EXERCISE INSTRUCTIONS:
Type each record below again, with the same words.

(Dataset entries)
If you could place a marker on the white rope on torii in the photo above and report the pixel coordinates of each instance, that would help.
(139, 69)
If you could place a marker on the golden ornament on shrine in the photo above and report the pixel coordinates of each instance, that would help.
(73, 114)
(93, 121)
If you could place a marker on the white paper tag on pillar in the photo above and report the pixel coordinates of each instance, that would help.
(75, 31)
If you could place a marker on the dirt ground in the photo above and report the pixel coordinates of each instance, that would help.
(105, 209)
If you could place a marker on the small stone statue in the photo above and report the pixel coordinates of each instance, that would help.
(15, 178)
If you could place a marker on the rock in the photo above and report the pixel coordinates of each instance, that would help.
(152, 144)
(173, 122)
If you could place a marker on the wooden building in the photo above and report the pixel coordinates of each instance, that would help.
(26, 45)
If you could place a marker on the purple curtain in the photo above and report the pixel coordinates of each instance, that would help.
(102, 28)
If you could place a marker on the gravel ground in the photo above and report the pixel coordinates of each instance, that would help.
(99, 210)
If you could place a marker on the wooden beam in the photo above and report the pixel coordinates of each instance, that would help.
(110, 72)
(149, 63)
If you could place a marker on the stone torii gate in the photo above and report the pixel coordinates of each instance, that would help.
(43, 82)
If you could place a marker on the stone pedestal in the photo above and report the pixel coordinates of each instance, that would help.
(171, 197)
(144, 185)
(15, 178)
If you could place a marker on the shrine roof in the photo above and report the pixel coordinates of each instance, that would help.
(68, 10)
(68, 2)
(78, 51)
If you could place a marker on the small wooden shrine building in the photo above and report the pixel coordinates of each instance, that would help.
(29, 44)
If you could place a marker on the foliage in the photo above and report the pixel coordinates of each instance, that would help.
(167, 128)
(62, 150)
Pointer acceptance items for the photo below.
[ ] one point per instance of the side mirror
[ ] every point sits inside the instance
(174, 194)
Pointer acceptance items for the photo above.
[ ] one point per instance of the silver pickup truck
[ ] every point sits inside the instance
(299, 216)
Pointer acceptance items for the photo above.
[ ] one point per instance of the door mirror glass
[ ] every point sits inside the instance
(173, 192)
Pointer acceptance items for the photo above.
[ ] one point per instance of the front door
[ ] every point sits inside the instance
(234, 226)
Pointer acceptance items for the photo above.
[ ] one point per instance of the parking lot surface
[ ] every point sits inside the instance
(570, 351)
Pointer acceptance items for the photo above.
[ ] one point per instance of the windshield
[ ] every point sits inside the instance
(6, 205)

EXERCISE SOLUTION:
If you could place a marker on the white rope on torii in the photo above and report the pixel coordinates of each instance, that would help.
(139, 69)
If you could place a marker on the golden ornament on shrine in the photo above and report the pixel coordinates of each instance, that would help.
(73, 114)
(93, 121)
If you could place a marker on the white paper tag on pillar in the photo above and report the pixel coordinates of each instance, that would help.
(75, 31)
If you could place a marker on the dirt ground in the photo above and report the pixel coordinates of each instance, that would help.
(105, 209)
If you could place a marker on the small stone statue in the photo above and report the pixel coordinates of each instance, that would help.
(15, 178)
If you could place a marker on the rock in the photo above and report the pixel coordinates of each instance, that would help.
(152, 144)
(173, 122)
If you could place a marker on the wooden building in the photo above and report the pixel coordinates of each instance, that would help.
(26, 45)
If you could place a marker on the purple curtain in the photo above and report the pixel coordinates of each instance, that would help.
(102, 28)
If you could place a marker on the gravel ground in the photo above and report the pixel coordinates of each instance, that would help.
(99, 210)
If you could place a marker on the wooden beam in the photo above and report the pixel coordinates of each instance, that would help.
(110, 72)
(149, 63)
If you could place a marker on the stone torii gate in the photo above and report the pixel coordinates of each instance, that would help.
(43, 82)
If you could place a marker on the stone pedestal in the photo above and report the pixel coordinates of each instance, that would help.
(171, 197)
(144, 185)
(15, 178)
If you could place a marker on the shrine roof in the photo above and report the pixel coordinates of each instance, that would help.
(68, 10)
(68, 2)
(78, 51)
If you could place a marker on the small wooden shrine building in the photo above and report the pixel coordinates of each instance, that would help.
(29, 44)
If you could place a marker on the foliage in the photo above and report the pixel coordinates of each instance, that would help.
(167, 128)
(62, 150)
Pointer acceptance items for the photo below.
[ ] one point per instance of the side mirror
[ ] every point sits inside the instance
(174, 194)
Pointer acceptance items for the photo above.
[ ] one point per instance of the silver pickup truck
[ ] every point sits inside the instance
(299, 216)
Pointer acceptance items for the photo above.
[ ] one point per instance of the door mirror glass
[ ] every point sits inside the instance
(173, 192)
Pointer acceptance items for the photo above.
[ ] one point per instance of the front door
[ ] every point sits inside the instance
(234, 226)
Pointer acceptance items for the photo above.
[ ] one point per instance of the parking lot surface
[ ] every point sits inside the instance
(570, 351)
Pointer acceptance items for the photo above.
[ ] one point per instance of the windshield
[ ] every point sits inside the instance
(6, 205)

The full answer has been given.